● **DOCUMENT SEGMENT**
--- --- ---

Figure 3. Average number of words in children’s utterances in a given transcript for in and out of story utterances, plotted as a function of age. The long-dashed line depicts the mean length of utterance norms found by Rice et al. (2010).

According to prior research, children’s utterances (regardless of narrative intent) typically increase from an average of about 4 to 5 words between the ages of 6 and 9 (Rice et al., 2010). This pattern was determined from a monolingual English-speaking US sample, similar to our dataset, where children spoke freely with an investigator during toy play. Figure 3 shows the mean length of “in-” and “out- of” story utterances for each transcript in our sample. This model revealed a main effect of age whereas children get older, their utterances both in- and out-of-story get longer (β = 0.06, 95% CI [0.03, 0.08], p = .00001). We also found a main effect of story coding (β = 1.93, 95% CI [1.73, 2.14], p < 2 x 10^-16). Across all ages (6 years to 9 years, 6 months), in-story utterances had an average of 7.6 words (SD = 5.4), while out-of-story utterances had an average of 3.9 words (SD = 3.2). There was also a significant interaction between Story Coding and Age, such that with age, their storytelling utterance length increases faster with age than non-story utterances (β = 0.02, 95% CI [0.01, 0.04], p = .004). In story utterances are increasing at a rate of 0.08 words per month (95% CI [0.05, 0.12]), while out of story utterances are increasing at a rate of 0.03 words per month (95% CI [0.01, 0.06]). These data are consistent with prior results demonstrating that MLU is longer in storytelling than when children produce other kinds of utterances (e.g., Potratz et al., 2022; Wagner et al., 2000). Taken together with the results on narrative length, our results are consistent with the suggestion that this coding scheme differentiates narrative utterances from non-narrative utterances. In the next section, we will explore some of the linguistic characteristics of these narrative utterances.

--- --- ---

● **SUPPLIED INFORMATION**
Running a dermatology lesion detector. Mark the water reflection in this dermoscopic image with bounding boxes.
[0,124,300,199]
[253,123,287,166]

--- --- ---

● **TASK PROMPT**
Edit the passage on children's utterance length from "Figure 3. Average" through "et al. (2010).", changing "long-dashed line" to "dotted line".

● **TASK ANSWER**
Figure 3. Average number of words in children’s utterances in a given transcript for in and out of story utterances, plotted as a function of age. The dotted line depicts the mean length of utterance norms found by Rice et al. (2010).